Textauszug ->
------

„Insofern dürfte es an erster Stelle angebracht erscheinen, einem der Hauptverantwortlichen für Antisemitismus, Judenhass, Judenverfolgung und -ermordung die Ehrung durch Namensgebung von Einrichtungen im öffentlichen Raum zu verweigern“, heißt es im Schreiben an die Grünen.
Die Verfasserin: „Anstelle die Namen doch relativ unbedeutender Heimatdichter, die einem Martin Luther gefolgt sein könnten, aus dem öffentlichen Raum zu verbannen, sollte zuerst der ,Elefant im Raum’ entfernt werden“.
Dr. Christian Klein, Pfarrer der evangelischen Kirchengemeinde, streitet die in dem offenen Brief erhobenen Zuweisungen nicht ab. Warum aber dennoch am Namen des Gemeindezentrums festzuhalten sei, schildert der Geistliche in einer Stellungnahme.
„Da ist keiner, der (vollkommen) gerecht ist - auch nicht einer! (Röm 3, 10) – dieses Bibelzitat stellt Pfarrer Christian Klein seiner Stellungnahme voran, die er zu dem offenen Brief verfasst hat. Zudem schreibt er: „In der Evangelischen Kirche gibt es keine Heiligen. Und das aus gutem Grund. Wir wissen, dass bei jedem Menschen Gutes und Schlechtes zu finden ist, jeder hat Licht- und Schattenseiten.
Was wir haben, sind Menschen, an die wir uns erinnern, weil sie in einer bestimmten Situation beispielhaft gehandelt haben. Dazu gehört auch Martin Luther. Seine Worte auf dem Wormser Reichstag sind beispielhaft für Zivilcourage und beenden geistesgeschichtlich das Mittelalter, weil sie das Individuum und seine Gewissenshaltung ins Zentrum rücken.

------

Datenteil ->

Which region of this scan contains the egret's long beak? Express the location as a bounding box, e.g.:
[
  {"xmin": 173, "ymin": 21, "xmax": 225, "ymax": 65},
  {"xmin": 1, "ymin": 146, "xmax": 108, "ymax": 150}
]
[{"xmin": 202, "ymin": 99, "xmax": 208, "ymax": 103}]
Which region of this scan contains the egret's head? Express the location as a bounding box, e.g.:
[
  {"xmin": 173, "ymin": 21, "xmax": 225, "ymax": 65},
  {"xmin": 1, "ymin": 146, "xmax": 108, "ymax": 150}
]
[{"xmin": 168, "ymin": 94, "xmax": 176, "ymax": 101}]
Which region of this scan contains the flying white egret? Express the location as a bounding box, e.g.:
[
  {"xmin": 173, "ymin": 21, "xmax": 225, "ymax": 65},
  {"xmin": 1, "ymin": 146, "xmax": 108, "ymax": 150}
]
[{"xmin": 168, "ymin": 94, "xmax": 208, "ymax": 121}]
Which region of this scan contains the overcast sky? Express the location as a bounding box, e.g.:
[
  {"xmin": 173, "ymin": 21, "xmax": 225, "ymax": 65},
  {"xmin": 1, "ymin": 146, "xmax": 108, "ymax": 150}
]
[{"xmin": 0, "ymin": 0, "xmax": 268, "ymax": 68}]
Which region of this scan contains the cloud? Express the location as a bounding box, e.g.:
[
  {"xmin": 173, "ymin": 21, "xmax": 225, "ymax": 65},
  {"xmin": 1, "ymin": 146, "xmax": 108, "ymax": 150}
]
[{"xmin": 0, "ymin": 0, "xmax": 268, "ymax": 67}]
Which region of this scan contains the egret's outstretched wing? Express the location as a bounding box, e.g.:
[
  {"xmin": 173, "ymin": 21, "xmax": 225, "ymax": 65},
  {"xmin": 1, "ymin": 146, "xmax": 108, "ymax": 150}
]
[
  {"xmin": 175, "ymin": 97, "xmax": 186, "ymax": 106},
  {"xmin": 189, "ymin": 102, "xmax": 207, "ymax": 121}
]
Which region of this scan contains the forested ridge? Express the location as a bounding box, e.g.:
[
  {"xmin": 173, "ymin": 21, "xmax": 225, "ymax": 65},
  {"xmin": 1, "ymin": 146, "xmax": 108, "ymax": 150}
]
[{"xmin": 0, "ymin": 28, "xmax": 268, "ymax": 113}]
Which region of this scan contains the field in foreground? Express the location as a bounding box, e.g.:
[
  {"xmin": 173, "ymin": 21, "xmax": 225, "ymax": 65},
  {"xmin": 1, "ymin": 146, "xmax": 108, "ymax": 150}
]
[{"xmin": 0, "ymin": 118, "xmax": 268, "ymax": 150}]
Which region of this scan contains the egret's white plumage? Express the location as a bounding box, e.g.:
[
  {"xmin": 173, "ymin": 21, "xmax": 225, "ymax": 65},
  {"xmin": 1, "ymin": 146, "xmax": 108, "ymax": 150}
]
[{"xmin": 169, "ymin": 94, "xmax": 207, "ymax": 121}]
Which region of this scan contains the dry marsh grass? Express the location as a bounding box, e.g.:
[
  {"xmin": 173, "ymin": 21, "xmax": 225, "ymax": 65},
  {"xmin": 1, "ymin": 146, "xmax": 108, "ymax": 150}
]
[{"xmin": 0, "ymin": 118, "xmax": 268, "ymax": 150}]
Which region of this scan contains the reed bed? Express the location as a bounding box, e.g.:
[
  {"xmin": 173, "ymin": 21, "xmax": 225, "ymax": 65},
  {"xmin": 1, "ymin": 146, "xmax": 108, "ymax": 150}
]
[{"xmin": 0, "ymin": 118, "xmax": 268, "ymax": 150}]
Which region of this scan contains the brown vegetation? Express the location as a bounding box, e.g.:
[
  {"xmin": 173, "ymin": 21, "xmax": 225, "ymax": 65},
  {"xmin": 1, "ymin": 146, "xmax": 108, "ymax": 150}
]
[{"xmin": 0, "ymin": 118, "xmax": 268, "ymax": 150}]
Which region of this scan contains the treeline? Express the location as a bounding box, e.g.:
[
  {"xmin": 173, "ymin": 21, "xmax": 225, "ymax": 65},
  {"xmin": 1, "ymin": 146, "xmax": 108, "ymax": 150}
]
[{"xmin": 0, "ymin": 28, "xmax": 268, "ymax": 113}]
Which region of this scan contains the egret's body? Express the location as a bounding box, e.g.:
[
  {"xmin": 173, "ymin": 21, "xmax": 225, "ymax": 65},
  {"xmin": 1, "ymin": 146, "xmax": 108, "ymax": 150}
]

------

Arbeitsanweisungen ->
#1 Wiederholen Sie die Zeilen der Auflistung unverändert, beginnend mit der Zeile, die „Which region of this scan contains the field“ enthält, und endend mit der letzten Zeile der Auflistung.
#2 Setzen Sie den Text über den Streit um Martin Luther als Namensgeber des Gemeindezentrums im Anschluss an seinen letzten Satz fort.

Ergebnisse je Aufgabe ->
#1
Which region of this scan contains the field in foreground? Express the location as a bounding box, e.g.:
[
  {"xmin": 173, "ymin": 21, "xmax": 225, "ymax": 65},
  {"xmin": 1, "ymin": 146, "xmax": 108, "ymax": 150}
]
[{"xmin": 0, "ymin": 118, "xmax": 268, "ymax": 150}]
Which region of this scan contains the egret's white plumage? Express the location as a bounding box, e.g.:
[
  {"xmin": 173, "ymin": 21, "xmax": 225, "ymax": 65},
  {"xmin": 1, "ymin": 146, "xmax": 108, "ymax": 150}
]
[{"xmin": 169, "ymin": 94, "xmax": 207, "ymax": 121}]
Which region of this scan contains the dry marsh grass? Express the location as a bounding box, e.g.:
[
  {"xmin": 173, "ymin": 21, "xmax": 225, "ymax": 65},
  {"xmin": 1, "ymin": 146, "xmax": 108, "ymax": 150}
]
[{"xmin": 0, "ymin": 118, "xmax": 268, "ymax": 150}]
Which region of this scan contains the reed bed? Express the location as a bounding box, e.g.:
[
  {"xmin": 173, "ymin": 21, "xmax": 225, "ymax": 65},
  {"xmin": 1, "ymin": 146, "xmax": 108, "ymax": 150}
]
[{"xmin": 0, "ymin": 118, "xmax": 268, "ymax": 150}]
Which region of this scan contains the brown vegetation? Express the location as a bounding box, e.g.:
[
  {"xmin": 173, "ymin": 21, "xmax": 225, "ymax": 65},
  {"xmin": 1, "ymin": 146, "xmax": 108, "ymax": 150}
]
[{"xmin": 0, "ymin": 118, "xmax": 268, "ymax": 150}]
Which region of this scan contains the treeline? Express the location as a bounding box, e.g.:
[
  {"xmin": 173, "ymin": 21, "xmax": 225, "ymax": 65},
  {"xmin": 1, "ymin": 146, "xmax": 108, "ymax": 150}
]
[{"xmin": 0, "ymin": 28, "xmax": 268, "ymax": 113}]
Which region of this scan contains the egret's body? Express the location as a bounding box, e.g.:
[
  {"xmin": 173, "ymin": 21, "xmax": 225, "ymax": 65},
  {"xmin": 1, "ymin": 146, "xmax": 108, "ymax": 150}
]

#2
,Wenn ich nicht durch Schriftzeugnisse oder einen klaren Grund widerlegt werde - derweil allein dem Papst und den Konzilen glaube ich nicht, da es feststeht, dass sie häufig geirrt und sich auch selbst widersprochen haben -, so bin ich durch die von mir angeführten Schriftworte bezwungen. Und solange mein Gewissen durch die Worte Gottes gefangen ist, kann und will ich nichts widerrufen, weil es unsicher ist und die Seligkeit bedroht, etwas gegen das Gewissen zu tun. [Hier steh’ ich, ich kann nicht anders.] Gott helfe mir. Amen.’
Wenn die Evangelische Kirchengemeinde Wickede ihr Gemeindehaus nach diesem Mann benennt, dann tut sie das im Wissen, dass von ihm auch Aussagen stammen, die man heute nicht wiederholen würde - ja, gegen die man sich sogar deutlich stellen muss.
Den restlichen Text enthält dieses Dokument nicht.